### Exercise brief
Lines from the listing that hold the string "camper" are what you should return.

Exercise materials section start

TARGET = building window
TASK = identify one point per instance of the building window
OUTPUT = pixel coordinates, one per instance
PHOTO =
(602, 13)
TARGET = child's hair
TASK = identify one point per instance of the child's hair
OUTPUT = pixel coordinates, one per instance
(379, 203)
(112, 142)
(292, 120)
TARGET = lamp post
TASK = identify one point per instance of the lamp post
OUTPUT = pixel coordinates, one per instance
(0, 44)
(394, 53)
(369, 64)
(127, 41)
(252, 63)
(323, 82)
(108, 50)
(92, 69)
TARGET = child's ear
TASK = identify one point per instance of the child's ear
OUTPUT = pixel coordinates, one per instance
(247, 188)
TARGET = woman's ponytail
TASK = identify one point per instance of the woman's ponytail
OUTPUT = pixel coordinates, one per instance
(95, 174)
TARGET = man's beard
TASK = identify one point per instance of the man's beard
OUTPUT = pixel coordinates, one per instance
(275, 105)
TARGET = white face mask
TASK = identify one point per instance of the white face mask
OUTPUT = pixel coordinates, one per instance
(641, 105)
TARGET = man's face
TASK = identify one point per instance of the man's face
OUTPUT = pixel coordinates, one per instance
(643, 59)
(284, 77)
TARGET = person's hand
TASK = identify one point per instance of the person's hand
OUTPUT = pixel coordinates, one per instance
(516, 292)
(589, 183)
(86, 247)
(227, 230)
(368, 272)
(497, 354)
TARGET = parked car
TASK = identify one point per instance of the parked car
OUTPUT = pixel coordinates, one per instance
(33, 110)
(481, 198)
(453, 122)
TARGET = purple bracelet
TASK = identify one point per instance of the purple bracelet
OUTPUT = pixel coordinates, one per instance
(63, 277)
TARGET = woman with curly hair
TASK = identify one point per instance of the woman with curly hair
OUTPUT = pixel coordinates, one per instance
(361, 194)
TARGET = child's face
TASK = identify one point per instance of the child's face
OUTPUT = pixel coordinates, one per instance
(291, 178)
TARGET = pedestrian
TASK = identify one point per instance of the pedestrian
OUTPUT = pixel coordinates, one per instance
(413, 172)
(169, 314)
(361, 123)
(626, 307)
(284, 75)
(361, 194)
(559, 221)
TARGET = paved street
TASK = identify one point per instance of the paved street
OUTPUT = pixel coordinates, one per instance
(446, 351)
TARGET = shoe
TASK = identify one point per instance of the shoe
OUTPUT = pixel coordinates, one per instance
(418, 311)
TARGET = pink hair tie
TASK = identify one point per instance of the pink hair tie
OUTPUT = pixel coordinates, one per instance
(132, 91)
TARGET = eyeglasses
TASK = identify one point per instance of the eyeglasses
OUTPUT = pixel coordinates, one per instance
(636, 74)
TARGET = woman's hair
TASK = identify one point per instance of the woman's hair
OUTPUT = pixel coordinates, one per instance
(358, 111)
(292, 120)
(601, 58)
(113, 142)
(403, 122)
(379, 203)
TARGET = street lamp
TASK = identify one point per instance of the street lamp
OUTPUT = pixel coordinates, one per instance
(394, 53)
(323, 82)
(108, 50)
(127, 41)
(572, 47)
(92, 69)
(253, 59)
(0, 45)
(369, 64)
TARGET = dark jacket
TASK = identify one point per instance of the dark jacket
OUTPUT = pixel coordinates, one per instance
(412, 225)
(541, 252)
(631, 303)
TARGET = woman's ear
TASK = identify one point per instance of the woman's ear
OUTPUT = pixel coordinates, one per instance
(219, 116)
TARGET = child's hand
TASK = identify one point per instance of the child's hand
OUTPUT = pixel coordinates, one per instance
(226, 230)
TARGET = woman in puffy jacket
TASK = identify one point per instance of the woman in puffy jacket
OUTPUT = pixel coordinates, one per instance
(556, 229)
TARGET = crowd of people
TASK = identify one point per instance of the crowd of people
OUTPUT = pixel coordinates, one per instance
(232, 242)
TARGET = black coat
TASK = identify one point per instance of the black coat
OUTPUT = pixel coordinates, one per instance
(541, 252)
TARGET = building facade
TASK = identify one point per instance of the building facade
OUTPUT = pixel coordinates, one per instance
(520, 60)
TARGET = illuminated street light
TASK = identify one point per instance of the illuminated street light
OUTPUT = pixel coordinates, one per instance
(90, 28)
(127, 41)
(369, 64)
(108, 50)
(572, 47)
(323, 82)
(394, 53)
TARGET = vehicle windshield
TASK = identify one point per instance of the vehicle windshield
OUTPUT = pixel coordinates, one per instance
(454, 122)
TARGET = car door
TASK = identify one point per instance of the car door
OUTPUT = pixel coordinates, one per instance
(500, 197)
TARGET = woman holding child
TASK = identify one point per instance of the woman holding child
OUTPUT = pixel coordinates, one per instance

Exercise materials section end
Exercise materials section start

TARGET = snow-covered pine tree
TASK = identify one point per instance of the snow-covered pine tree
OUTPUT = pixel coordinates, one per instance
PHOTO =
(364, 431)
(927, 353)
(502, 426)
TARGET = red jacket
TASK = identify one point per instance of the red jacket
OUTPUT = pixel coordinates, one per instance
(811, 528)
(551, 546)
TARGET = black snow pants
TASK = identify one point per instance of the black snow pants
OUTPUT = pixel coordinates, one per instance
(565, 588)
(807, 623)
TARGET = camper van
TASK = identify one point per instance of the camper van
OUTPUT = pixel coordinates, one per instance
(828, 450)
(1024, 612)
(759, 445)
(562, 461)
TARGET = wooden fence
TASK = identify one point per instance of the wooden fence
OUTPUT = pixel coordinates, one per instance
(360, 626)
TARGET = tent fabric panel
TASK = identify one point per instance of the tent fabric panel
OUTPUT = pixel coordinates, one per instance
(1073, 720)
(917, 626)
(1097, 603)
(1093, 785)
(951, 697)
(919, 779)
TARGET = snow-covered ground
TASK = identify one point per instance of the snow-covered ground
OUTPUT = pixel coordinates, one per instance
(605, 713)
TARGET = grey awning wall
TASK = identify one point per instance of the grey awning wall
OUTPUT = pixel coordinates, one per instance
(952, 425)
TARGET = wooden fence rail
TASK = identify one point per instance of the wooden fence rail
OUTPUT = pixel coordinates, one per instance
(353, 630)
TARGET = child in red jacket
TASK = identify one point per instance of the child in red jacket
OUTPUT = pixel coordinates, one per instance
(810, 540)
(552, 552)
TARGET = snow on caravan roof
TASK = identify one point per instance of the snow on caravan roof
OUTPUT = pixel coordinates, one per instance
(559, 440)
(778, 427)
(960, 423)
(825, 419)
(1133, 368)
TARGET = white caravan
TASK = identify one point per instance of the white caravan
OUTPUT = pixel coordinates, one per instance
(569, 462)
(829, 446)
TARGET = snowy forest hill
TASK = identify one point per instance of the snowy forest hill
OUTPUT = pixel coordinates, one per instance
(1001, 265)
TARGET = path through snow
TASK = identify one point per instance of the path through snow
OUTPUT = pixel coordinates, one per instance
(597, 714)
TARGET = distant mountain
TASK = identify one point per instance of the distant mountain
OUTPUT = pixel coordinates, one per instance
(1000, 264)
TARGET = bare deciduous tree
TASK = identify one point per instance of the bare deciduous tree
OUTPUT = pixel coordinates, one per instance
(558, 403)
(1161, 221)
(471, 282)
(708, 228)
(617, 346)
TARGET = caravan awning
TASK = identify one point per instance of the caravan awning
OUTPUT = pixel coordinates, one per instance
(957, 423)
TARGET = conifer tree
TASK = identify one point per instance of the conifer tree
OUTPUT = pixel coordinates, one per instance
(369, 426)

Exercise materials section end

### Solution to the problem
TARGET = camper van
TASK = identify one point per instance of the camper van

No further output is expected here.